** PROBLEMS AND TASKS **
1. According to the movie review excerpt, what is the name of Zeke's dog?
2. Filter the records below, copying out every line that contains the string "stem".

** TEXT SEGMENT **
-=-=-=-=-

Like all ’80s movie kids he has a toy spaceship hanging from his ceiling to represent his wonderment with space and sci-fi. He also has fantasy paintings on the wall, a bit of a mullet, wears a Robert Plant t-shirt and experiences guitar noodling on the soundtrack. His dog (or “star dog” as he narrates) is named Van Halen. He hangs out at a diner where he plays the video game “Laser Challenge” and briefly talks to one of his only friends, “Indian Joe” (Michael Horse, PASSENGER 57, SPIRIT: STALLION OF THE CIMARRON, Twin Peaks), who actually uses the term “firewater.”
Zeke has a sister who’s unhappy too, but not much of a help. She wants to fit in, and makes out with some dude in the kitchen while Zeke is trying to make a peanut butter sandwich. She blames him for their mother leaving, or as he puts it, “the mothership had to take off early and left me behind.”
The authorities at school don’t like him either. He reads a short story about “The Visitor” in class, a fantasy about this alien getting revenge on all the humans for mistreating him, including a part where “he chewed off their balls so they couldn’t have anymore children.”
“Zeke, you’ve made a mockery of my creative writing assignment,” says the teacher. “This is obscenity, not imagination.” The bow-tie-wearing, temple-rubbing, one-eyed vice principal is even less understanding. He twists Zeke’s arm, asks him if he skips P.E. class because he’s a “faggot,” and spanks him with a wooden paddle.

-=-=-=-=-

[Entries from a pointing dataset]
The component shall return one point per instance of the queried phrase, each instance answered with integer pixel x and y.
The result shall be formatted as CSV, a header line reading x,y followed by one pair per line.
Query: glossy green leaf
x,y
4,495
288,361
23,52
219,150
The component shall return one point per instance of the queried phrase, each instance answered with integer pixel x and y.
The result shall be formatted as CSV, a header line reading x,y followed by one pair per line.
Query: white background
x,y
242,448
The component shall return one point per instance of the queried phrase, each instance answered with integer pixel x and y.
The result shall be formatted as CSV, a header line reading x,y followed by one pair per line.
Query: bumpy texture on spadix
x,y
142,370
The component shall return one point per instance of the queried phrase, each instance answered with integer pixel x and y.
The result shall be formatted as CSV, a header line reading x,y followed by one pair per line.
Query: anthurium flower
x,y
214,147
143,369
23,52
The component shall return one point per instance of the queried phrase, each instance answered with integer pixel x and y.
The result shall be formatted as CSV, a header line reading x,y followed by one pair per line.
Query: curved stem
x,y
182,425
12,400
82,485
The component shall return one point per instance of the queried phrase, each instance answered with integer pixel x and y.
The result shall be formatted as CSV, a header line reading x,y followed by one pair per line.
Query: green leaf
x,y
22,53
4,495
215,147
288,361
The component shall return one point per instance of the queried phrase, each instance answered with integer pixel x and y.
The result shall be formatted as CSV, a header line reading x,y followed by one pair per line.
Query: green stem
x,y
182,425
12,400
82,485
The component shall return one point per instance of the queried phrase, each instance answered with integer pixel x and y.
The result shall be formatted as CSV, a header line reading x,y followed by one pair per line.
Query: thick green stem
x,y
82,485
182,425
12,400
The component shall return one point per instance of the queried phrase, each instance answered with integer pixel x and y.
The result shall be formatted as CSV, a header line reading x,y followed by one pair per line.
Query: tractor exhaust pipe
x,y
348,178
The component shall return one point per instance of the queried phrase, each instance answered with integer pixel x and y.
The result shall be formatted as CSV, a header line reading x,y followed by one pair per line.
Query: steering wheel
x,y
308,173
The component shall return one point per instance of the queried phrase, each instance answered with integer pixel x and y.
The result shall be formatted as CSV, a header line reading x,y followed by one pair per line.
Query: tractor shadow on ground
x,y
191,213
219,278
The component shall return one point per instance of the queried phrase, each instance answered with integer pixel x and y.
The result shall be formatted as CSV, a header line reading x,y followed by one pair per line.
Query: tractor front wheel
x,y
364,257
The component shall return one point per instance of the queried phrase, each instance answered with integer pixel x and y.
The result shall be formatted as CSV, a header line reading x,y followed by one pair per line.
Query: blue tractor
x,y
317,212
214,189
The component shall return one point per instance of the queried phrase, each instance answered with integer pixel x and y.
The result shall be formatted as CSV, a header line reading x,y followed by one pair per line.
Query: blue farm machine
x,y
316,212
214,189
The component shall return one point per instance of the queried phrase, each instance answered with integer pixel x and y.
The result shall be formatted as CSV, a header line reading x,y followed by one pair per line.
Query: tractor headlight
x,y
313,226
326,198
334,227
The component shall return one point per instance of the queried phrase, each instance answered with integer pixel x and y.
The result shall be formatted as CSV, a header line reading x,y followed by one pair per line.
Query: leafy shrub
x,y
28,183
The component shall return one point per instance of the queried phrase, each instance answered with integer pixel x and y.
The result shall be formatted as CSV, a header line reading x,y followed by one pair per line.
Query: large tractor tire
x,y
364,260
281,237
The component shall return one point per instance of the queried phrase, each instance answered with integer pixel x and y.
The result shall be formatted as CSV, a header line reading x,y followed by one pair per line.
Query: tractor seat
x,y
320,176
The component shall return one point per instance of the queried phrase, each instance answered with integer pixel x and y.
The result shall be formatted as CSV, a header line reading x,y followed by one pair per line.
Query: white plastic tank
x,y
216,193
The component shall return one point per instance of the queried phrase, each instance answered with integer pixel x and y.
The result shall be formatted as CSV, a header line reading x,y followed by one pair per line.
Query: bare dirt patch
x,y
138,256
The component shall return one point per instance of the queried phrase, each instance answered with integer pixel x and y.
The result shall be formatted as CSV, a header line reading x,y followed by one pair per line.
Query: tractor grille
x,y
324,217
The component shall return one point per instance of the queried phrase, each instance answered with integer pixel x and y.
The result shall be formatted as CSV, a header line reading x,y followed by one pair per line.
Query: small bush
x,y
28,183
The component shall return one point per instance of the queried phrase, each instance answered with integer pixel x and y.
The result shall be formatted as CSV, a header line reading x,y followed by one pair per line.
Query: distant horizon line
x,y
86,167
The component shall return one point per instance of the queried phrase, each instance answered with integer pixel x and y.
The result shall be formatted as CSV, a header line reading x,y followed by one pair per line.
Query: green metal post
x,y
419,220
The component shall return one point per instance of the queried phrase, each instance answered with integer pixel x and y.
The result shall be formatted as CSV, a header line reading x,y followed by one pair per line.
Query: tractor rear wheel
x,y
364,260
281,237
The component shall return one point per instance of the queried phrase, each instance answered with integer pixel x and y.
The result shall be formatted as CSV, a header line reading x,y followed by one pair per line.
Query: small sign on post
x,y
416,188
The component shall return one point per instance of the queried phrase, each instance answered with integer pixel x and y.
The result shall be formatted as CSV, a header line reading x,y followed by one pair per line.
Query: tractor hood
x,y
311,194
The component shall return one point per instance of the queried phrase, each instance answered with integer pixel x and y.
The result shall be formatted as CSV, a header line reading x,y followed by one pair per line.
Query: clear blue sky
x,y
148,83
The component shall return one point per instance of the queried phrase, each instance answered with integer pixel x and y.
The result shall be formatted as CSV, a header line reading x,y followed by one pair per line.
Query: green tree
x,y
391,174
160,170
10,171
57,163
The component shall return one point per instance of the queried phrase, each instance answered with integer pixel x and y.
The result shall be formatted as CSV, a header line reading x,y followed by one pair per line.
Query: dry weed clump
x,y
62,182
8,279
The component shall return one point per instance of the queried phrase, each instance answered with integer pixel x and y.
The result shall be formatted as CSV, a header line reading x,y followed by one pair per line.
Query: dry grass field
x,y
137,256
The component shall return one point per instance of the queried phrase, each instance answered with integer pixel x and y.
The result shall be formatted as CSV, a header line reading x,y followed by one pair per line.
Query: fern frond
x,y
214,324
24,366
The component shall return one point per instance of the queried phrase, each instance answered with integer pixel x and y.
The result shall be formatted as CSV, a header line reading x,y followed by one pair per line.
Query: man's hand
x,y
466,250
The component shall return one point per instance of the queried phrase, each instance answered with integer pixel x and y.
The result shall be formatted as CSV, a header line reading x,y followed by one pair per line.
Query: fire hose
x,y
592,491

-=-=-=-=-

** RESPONSES IN ORDER **
1. Van Halen

2.
Query: curved stem
Query: green stem
Query: thick green stem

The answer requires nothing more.